= EXERCISE DETAILS =
Retype the records word for word. Skip every image.

Images for object localization:
=== Begin Enclosure ===

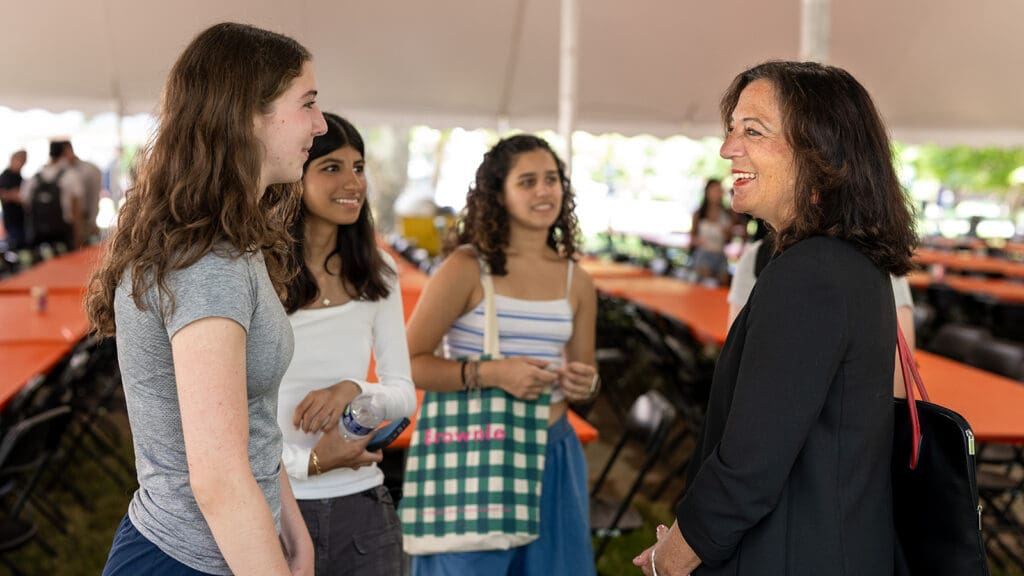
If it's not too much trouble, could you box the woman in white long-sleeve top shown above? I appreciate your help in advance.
[278,113,416,576]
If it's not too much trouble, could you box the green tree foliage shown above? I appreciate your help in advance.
[909,146,1024,194]
[692,138,730,181]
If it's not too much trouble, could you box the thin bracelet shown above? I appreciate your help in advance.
[588,373,601,399]
[469,361,481,391]
[310,449,323,476]
[651,549,659,576]
[460,360,469,390]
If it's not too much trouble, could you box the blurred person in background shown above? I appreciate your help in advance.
[0,150,27,249]
[24,140,83,251]
[688,178,734,285]
[57,140,103,246]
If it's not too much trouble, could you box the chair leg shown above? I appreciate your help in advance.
[51,474,93,512]
[0,553,27,576]
[76,439,134,490]
[32,530,56,556]
[81,425,136,481]
[595,438,669,561]
[651,427,695,499]
[590,434,629,498]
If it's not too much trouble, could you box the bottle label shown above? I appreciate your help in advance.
[341,406,374,438]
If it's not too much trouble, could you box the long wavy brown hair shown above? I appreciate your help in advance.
[446,134,580,275]
[85,23,311,336]
[720,61,916,275]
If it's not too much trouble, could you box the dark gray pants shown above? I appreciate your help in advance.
[298,485,403,576]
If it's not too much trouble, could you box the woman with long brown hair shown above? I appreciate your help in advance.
[404,134,599,575]
[86,22,326,575]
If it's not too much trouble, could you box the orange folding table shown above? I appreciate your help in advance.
[0,342,71,407]
[0,244,103,294]
[578,257,653,279]
[916,351,1024,444]
[914,248,1024,279]
[907,271,1024,304]
[593,275,730,346]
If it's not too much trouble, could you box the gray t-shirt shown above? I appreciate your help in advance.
[114,249,294,575]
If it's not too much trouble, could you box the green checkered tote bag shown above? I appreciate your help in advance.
[400,270,551,554]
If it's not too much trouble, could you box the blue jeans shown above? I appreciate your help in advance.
[412,415,595,576]
[102,515,215,575]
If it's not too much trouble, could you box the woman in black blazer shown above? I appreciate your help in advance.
[635,61,916,575]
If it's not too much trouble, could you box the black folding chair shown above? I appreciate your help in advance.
[591,390,676,560]
[926,323,989,364]
[0,513,38,576]
[967,337,1024,381]
[991,302,1024,343]
[0,403,72,545]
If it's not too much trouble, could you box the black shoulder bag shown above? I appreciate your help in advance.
[893,327,989,576]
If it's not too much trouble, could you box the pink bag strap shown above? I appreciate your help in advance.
[897,325,929,469]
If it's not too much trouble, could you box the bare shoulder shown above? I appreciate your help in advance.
[570,258,596,313]
[572,259,596,294]
[424,245,484,308]
[434,245,481,283]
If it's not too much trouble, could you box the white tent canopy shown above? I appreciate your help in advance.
[3,0,1023,146]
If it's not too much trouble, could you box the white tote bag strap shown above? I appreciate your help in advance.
[479,261,503,359]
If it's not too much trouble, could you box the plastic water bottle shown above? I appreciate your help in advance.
[340,394,385,439]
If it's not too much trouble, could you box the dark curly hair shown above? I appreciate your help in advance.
[446,134,580,275]
[283,113,393,313]
[721,61,916,275]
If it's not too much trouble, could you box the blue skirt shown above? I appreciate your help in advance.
[412,414,595,576]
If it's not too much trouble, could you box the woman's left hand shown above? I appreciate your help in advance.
[283,533,314,576]
[293,380,361,433]
[633,521,700,576]
[558,361,599,403]
[279,470,314,576]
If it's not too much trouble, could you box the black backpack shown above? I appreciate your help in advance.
[29,168,69,245]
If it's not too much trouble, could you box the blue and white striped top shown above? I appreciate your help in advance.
[443,262,575,403]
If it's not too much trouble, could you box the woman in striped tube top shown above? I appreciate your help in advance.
[406,134,599,576]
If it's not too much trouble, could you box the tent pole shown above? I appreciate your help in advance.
[558,0,579,175]
[497,0,527,136]
[800,0,831,63]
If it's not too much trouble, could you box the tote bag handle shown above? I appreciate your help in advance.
[897,325,929,469]
[479,263,503,360]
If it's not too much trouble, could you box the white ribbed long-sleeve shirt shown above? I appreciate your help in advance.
[278,252,416,500]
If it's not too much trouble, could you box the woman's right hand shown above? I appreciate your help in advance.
[312,427,384,473]
[482,357,559,401]
[293,380,361,434]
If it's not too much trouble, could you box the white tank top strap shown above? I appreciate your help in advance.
[565,260,575,298]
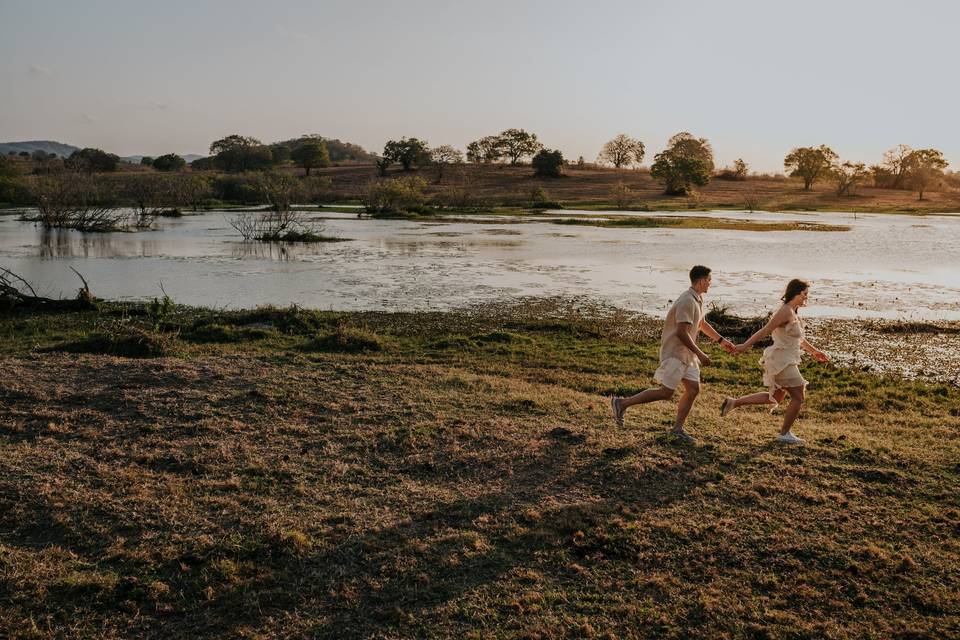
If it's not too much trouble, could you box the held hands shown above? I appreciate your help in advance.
[719,338,736,355]
[734,343,751,354]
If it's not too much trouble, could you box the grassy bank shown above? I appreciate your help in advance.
[545,216,850,232]
[1,301,958,639]
[305,164,960,215]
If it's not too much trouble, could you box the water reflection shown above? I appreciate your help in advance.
[39,228,164,259]
[230,241,300,261]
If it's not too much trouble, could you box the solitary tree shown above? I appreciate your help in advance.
[152,154,187,172]
[532,149,564,178]
[830,160,868,196]
[881,144,914,189]
[291,141,330,176]
[140,156,154,166]
[498,129,542,165]
[597,134,645,169]
[733,158,749,179]
[466,136,504,163]
[783,145,837,190]
[904,149,948,200]
[649,132,714,195]
[383,137,430,171]
[430,145,463,182]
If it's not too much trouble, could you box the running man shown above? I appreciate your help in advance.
[610,265,735,441]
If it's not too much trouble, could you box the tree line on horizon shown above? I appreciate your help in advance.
[1,129,954,207]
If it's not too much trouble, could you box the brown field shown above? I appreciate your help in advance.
[307,164,960,214]
[1,301,958,639]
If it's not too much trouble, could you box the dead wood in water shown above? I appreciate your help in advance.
[0,267,98,311]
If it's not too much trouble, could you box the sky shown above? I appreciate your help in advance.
[1,0,957,172]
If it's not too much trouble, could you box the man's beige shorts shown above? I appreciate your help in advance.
[653,358,700,390]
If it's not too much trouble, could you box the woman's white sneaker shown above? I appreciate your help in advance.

=== End Enclosure ===

= EXERCISE RESPONSE =
If it's not too much trouble, could you box the woman in white long-sleeve top shown above? I appreciate your help in advance.
[278,113,416,576]
If it's not too much trouble, could you box the green tree foliage shown above? I appreciate your help in advance.
[909,146,1024,194]
[692,138,730,181]
If it's not too much trouble, could you box the thin bracelet shown above? I appreciate your help in advance.
[588,373,601,399]
[469,361,481,391]
[310,449,323,476]
[651,549,659,576]
[460,360,469,390]
If it's not too much trouble, could you box the blurred person in background shown above? I appreciate your help in advance.
[0,150,27,249]
[24,140,83,251]
[688,178,734,285]
[57,140,103,246]
If it's not too much trouble, could you box the chair leg shown above? I appreciate your help in advance.
[51,474,93,512]
[0,553,27,576]
[76,439,134,490]
[32,530,56,556]
[81,425,136,481]
[595,438,669,561]
[651,427,695,499]
[590,434,629,498]
If it's not too much trouble, could you box the bottle label shown above? I appreciate your help in advance.
[341,406,374,438]
If it's not too much trouble, could you box the long wavy brown hair shown above? I appreciate your help in advance.
[446,134,580,275]
[85,23,311,336]
[720,61,916,275]
If it's not too much trouble, could you box the dark gray pants shown above? I appreciate your help in advance.
[298,485,403,576]
If it's not too much trouble, could you box the woman with long brown hair shown above? I appreciate your help in advance.
[404,134,599,575]
[86,22,326,575]
If it's not too much trouble, could you box the orange folding table shown above? I appreciate your help in advance.
[0,342,71,407]
[0,244,103,294]
[578,257,653,279]
[916,351,1024,444]
[914,248,1024,279]
[907,271,1024,304]
[593,275,730,346]
If it's not too much trouble, could you box the gray t-shirt shown above? I appreciate your help in advance.
[114,249,294,575]
If it's not too much trouble, could you box the green checkered tote bag shown above? I appreciate your help in advance.
[400,270,551,554]
If it's not too much trouble, could you box the blue jeans shown above? I appreciate your help in advance.
[412,415,595,576]
[102,515,215,575]
If it's not too much trouble, could you box the woman in black blazer shown above? I appreciate your help in advance.
[635,61,916,575]
If it's not too much trouble, could you box the black folding chair shown above? I appreciate your help in advance.
[591,390,676,560]
[926,323,989,364]
[0,513,38,576]
[967,337,1024,381]
[991,302,1024,343]
[0,403,72,545]
If it's not too much trouble, could you box the black shoulder bag shown above? I appreciate your help in advance.
[893,327,989,576]
If it's not too much trouble, could you box the pink bag strap shown above? I appreciate your help in advance.
[897,325,929,469]
If it's not too much trouble, could you box the bare shoulder shown above? I appreciate your help in advance.
[570,258,596,313]
[572,259,596,294]
[424,245,484,308]
[434,245,481,283]
If it's not too much trouble, could you box the white tent canopy shown above? I appreciate your help in advance.
[3,0,1023,146]
If it's not too much trouble, could you box the white tote bag strap shown above? I appreciate your help in advance.
[479,261,503,359]
If it's not too much trouble, could you box the plastic water bottle shown above? I appreciate your help in advance.
[340,394,385,439]
If it's not too much trouble, could you box the dark curly hair shown above? I appreciate your help in advance.
[446,134,580,275]
[283,113,393,313]
[721,61,916,275]
If it's not too much trouble, could you box the blue skirt shown above? I appreciate your help in advance.
[412,414,595,576]
If it's not too much trouble, could you box the woman's left hand shown above? I appreciate your help in advance.
[283,533,314,576]
[293,380,361,433]
[633,521,700,576]
[558,361,599,403]
[279,470,314,576]
If it's not too much trouble, could you box the black backpack shown above? I appreciate your help in advance.
[29,168,69,245]
If it's not too much trouble, could you box the blue and white striped top shown above? I appreciate your help in advance.
[443,262,575,403]
If it's not too much trouble, could you box the woman in striped tube top shown above? I appreciate your help in advance.
[406,134,599,576]
If it's not too much trouble, could you box the tent pole shown above? I appreciate your help in advance.
[558,0,579,175]
[497,0,527,136]
[800,0,831,63]
If it's not too much trouble, could you box the tote bag handle shown above? I appreciate your help in advance.
[897,325,929,469]
[479,263,503,360]
If it's not too much trouble, could you box the white ribbed long-sleeve shirt shown above? I appreciate your help in advance.
[278,252,416,500]
If it's not too much trouble, could you box the woman's right hand shown above? I appreciate your help in advance.
[312,427,384,473]
[482,357,559,401]
[293,380,361,434]
If it's not too much trouble, could you box the white tank top strap shown above? I appreciate your help in advance.
[565,260,575,298]
If it's not too much trouble, could you box the held hands shown above? I appreciate your help in advance.
[719,338,736,355]
[734,343,751,354]
If it's not too much trouble, could you box the grassy bank shown above? I appreciate your help in advance.
[545,216,850,232]
[1,301,958,639]
[305,164,960,215]
If it's not too much trouble, could you box the water reflection shown above? I appreciate your help in advance.
[39,228,164,259]
[230,241,300,261]
If it's not too much trouble, could you box the solitary tree shown above? I appreciate your help in advance.
[152,154,187,172]
[532,149,564,178]
[830,160,868,196]
[881,144,914,189]
[291,141,330,176]
[140,156,154,166]
[498,129,542,165]
[597,134,645,169]
[733,158,749,179]
[466,136,504,163]
[783,145,837,190]
[904,149,948,200]
[649,132,714,195]
[383,137,430,171]
[430,145,463,182]
If it's not too much trouble, could you box the running man shown above? I appreciate your help in advance.
[610,265,735,441]
If it's not too much trouble, could you box the tree line on horizon shown above? I appreciate your help in advance.
[1,129,954,207]
If it's not too much trouble, could you box the brown field shown above? I appreciate your help in advance.
[307,164,960,214]
[1,301,958,639]
If it's not too much trouble, could you box the dead wood in water shown above? I appreciate your help in advance.
[0,267,98,311]
If it's not too much trouble, could you box the sky shown above? I appreciate your help in advance.
[1,0,957,172]
If it's not too much trouble, could you box the man's beige shorts shown above? I appreciate your help in advance.
[653,358,700,390]
If it's not too much trouble, could you box the woman's white sneaker shown above? I appreciate your help in advance.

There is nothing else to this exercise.